**Records supplied:**
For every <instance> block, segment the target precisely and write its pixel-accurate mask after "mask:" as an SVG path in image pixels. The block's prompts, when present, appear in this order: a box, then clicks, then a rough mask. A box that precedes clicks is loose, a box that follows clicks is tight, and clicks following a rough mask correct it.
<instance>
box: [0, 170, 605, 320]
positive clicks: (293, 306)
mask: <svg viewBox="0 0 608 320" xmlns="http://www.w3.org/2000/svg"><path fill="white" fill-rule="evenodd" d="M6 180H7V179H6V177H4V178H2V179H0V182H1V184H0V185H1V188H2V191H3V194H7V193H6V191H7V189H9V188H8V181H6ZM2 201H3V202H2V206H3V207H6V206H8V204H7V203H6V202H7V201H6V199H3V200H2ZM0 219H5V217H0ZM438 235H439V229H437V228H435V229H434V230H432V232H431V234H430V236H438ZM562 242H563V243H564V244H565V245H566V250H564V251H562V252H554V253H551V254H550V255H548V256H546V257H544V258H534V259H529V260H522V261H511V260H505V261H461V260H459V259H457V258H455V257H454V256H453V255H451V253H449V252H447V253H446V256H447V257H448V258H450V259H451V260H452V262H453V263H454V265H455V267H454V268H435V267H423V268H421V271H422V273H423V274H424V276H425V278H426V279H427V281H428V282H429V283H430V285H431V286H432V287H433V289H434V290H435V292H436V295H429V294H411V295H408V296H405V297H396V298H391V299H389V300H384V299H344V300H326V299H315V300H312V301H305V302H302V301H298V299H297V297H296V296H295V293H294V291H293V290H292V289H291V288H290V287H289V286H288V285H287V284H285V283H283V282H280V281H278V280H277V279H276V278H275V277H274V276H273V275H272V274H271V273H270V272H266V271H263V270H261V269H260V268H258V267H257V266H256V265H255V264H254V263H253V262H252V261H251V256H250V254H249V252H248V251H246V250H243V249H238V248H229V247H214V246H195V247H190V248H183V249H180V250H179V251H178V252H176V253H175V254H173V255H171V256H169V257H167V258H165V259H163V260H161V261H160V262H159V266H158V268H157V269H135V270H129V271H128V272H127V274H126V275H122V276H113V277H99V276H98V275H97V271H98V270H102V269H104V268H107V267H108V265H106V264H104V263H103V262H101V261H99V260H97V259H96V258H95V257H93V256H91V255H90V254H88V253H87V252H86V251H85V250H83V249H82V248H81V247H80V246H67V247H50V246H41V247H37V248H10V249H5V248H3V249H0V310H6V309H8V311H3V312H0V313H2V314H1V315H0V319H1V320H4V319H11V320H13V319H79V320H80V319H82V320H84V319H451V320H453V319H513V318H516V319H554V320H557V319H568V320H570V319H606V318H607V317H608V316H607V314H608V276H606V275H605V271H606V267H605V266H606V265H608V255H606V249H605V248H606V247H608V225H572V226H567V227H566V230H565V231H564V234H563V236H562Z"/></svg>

**Goal of the exercise:**
Each record should be repeated in full, exactly as it is written.

**Exercise output:**
For every <instance> block, segment the target precisely and write its pixel-accurate mask after "mask:" as an SVG path in image pixels. The block's prompts, when present, appear in this order: a box, then clicks, then a rough mask. A box that precedes clicks is loose, a box that follows clicks is tight, and clicks following a rough mask correct it.
<instance>
box: [0, 170, 605, 320]
positive clicks: (293, 306)
mask: <svg viewBox="0 0 608 320" xmlns="http://www.w3.org/2000/svg"><path fill="white" fill-rule="evenodd" d="M6 180H7V179H6V177H4V178H2V179H0V182H1V184H0V185H1V188H2V191H3V194H7V193H6V191H7V189H9V188H8V181H6ZM2 201H3V202H2V206H3V207H6V206H8V204H7V203H6V202H7V201H6V199H3V200H2ZM0 219H5V217H0ZM438 235H439V229H437V228H435V229H434V230H432V232H431V234H430V236H438ZM562 242H563V243H564V244H565V245H566V250H564V251H562V252H554V253H551V254H550V255H548V256H546V257H544V258H534V259H529V260H522V261H511V260H505V261H461V260H459V259H457V258H455V257H454V256H453V255H451V253H449V252H447V253H446V256H447V257H448V258H450V259H451V260H452V262H453V263H454V265H455V267H454V268H435V267H423V268H421V271H422V273H423V274H424V276H425V278H426V279H427V281H428V282H429V283H430V285H431V286H432V287H433V289H434V290H435V292H436V295H429V294H411V295H408V296H405V297H396V298H391V299H389V300H384V299H344V300H326V299H315V300H312V301H305V302H302V301H298V299H297V297H296V296H295V293H294V291H293V290H292V289H291V288H290V287H289V286H288V285H287V284H285V283H283V282H280V281H278V280H277V279H276V278H275V277H274V276H273V275H272V274H271V273H270V272H266V271H263V270H261V269H260V268H258V267H257V266H256V265H255V264H254V263H253V262H252V261H251V256H250V254H249V252H248V251H246V250H243V249H238V248H229V247H214V246H195V247H190V248H183V249H180V250H179V251H178V252H176V253H175V254H173V255H171V256H169V257H167V258H165V259H163V260H161V261H160V262H159V266H158V268H157V269H135V270H129V271H128V272H127V274H126V275H122V276H113V277H99V276H98V275H97V271H98V270H102V269H104V268H107V267H108V265H106V264H104V263H103V262H101V261H99V260H97V259H96V258H95V257H93V256H91V255H90V254H88V253H87V252H86V251H85V250H83V249H82V248H81V247H80V246H67V247H50V246H41V247H37V248H10V249H5V248H3V249H0V310H6V309H8V311H3V312H0V313H2V314H1V315H0V319H1V320H4V319H11V320H13V319H79V320H80V319H82V320H84V319H451V320H453V319H513V318H516V319H554V320H557V319H568V320H570V319H606V318H607V317H608V316H607V314H608V276H606V275H605V271H606V267H605V266H606V265H608V255H606V249H605V248H606V247H608V225H572V226H567V227H566V230H565V231H564V234H563V236H562Z"/></svg>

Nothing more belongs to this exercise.